### What is being asked
Copy the entries below verbatim and omit any pictures from your reproduction.

::: Data rows

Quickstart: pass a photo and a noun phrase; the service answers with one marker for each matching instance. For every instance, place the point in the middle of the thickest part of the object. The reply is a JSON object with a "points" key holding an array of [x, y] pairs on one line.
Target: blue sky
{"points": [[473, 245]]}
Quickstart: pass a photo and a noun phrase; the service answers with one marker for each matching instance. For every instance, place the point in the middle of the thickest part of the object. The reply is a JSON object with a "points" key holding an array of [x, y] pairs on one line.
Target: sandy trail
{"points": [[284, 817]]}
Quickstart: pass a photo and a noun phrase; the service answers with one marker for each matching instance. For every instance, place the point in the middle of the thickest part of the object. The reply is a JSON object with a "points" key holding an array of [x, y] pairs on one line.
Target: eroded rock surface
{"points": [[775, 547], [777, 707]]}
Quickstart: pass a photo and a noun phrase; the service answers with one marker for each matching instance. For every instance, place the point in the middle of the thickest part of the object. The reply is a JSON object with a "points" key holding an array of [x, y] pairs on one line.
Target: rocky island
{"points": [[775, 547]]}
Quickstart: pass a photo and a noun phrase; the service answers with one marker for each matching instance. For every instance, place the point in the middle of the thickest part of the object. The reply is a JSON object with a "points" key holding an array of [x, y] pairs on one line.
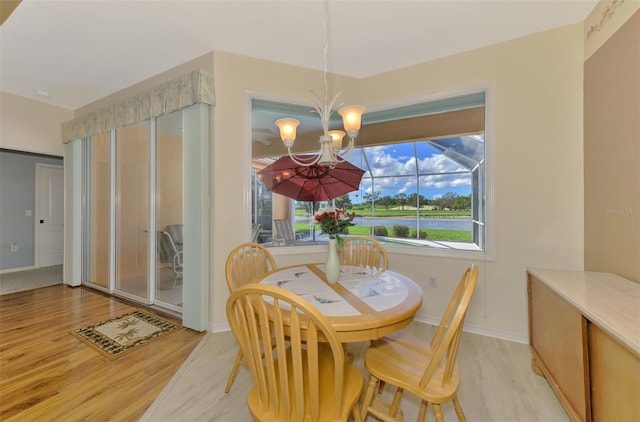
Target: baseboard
{"points": [[14, 270], [219, 327], [483, 331]]}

::::::

### Correct answer
Quickstart: pass a photo and a noun phrase; the service answers with one marker for each matching instance. For every instance, place the point in the middle of the thickest part of the object. The reply is a JSON object with a "points" key holding an array of [x, y] pairs on one line.
Target: blue sky
{"points": [[473, 245]]}
Quickstart: pass a photo and a noun phrase; the service answers with one marker for each matching instance. For every instance, place the point in the middle of the thickest part of the object. The reply is a JSON object with a "points" key holding an array of [x, y] pairs on one line.
Target: sandy trail
{"points": [[284, 817]]}
Quickstart: pass a photo and a noun phrase; the service answers with one marker for each matching instance. For every instance, place the point in the middle of the thickest part of the object. The reply is a JSON object with a "points" key holding an array of [x, y] pairs on one line.
Target: eroded rock surface
{"points": [[775, 547], [777, 707]]}
Quickstart: pass a photo and a noun phrase; the service answers with one marker for each matching instance. For every instance, place the point in the middle of the thickest part of the object. The reply is a JSON object with a "points" key holding an array of [x, y] pairs on one line.
Target: rocky island
{"points": [[775, 547]]}
Quickstart: pass a photo and a noun phrase; the service answers with one marker for each matching instance. For every instance, place the point in the middle of the thickest part of the object. The reply is a JSON object with a "points" key holding an array of [x, y] pairs on one line.
Target: baseboard
{"points": [[14, 270], [219, 327], [483, 331]]}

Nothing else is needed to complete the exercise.